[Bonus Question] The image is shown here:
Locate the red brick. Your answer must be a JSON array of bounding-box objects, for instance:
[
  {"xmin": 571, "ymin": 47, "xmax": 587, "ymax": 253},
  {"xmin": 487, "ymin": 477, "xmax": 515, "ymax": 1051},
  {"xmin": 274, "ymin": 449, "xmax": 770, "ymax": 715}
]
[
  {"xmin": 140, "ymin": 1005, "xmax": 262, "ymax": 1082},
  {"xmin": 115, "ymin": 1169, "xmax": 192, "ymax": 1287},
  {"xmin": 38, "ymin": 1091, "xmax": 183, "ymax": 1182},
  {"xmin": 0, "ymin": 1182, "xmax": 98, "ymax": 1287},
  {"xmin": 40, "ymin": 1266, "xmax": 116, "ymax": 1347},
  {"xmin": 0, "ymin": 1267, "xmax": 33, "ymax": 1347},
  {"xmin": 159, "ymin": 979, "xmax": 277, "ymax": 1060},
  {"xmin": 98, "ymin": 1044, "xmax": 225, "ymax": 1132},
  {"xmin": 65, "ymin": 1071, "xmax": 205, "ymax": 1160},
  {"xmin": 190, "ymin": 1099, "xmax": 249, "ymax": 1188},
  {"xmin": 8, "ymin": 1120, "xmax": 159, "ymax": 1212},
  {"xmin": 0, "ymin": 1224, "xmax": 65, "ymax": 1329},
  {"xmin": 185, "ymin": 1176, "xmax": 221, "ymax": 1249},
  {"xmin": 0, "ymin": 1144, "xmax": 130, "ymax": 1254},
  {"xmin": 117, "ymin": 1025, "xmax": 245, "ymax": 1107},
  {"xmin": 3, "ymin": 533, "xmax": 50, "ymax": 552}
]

* * *

Edit the entries so that "red brick" becomes "gray stone", and keep every other part the same.

[Bonus Question] The image is shown here:
Locate the gray stone. Your answer must be a JSON array of bounding-box objects, for instance:
[
  {"xmin": 571, "ymin": 47, "xmax": 587, "ymax": 253},
  {"xmin": 487, "ymin": 477, "xmax": 515, "ymax": 1051},
  {"xmin": 274, "ymin": 449, "xmax": 770, "ymax": 715}
]
[
  {"xmin": 140, "ymin": 1005, "xmax": 262, "ymax": 1082},
  {"xmin": 115, "ymin": 1169, "xmax": 192, "ymax": 1287},
  {"xmin": 38, "ymin": 1091, "xmax": 183, "ymax": 1182},
  {"xmin": 0, "ymin": 1182, "xmax": 98, "ymax": 1287},
  {"xmin": 40, "ymin": 1266, "xmax": 116, "ymax": 1347},
  {"xmin": 0, "ymin": 1267, "xmax": 33, "ymax": 1347},
  {"xmin": 159, "ymin": 979, "xmax": 277, "ymax": 1060},
  {"xmin": 98, "ymin": 1044, "xmax": 225, "ymax": 1132},
  {"xmin": 65, "ymin": 1071, "xmax": 205, "ymax": 1160},
  {"xmin": 190, "ymin": 1099, "xmax": 249, "ymax": 1188},
  {"xmin": 8, "ymin": 1120, "xmax": 159, "ymax": 1212},
  {"xmin": 0, "ymin": 1224, "xmax": 65, "ymax": 1329},
  {"xmin": 185, "ymin": 1176, "xmax": 221, "ymax": 1249},
  {"xmin": 0, "ymin": 1144, "xmax": 130, "ymax": 1254},
  {"xmin": 117, "ymin": 1025, "xmax": 245, "ymax": 1107},
  {"xmin": 3, "ymin": 533, "xmax": 50, "ymax": 552}
]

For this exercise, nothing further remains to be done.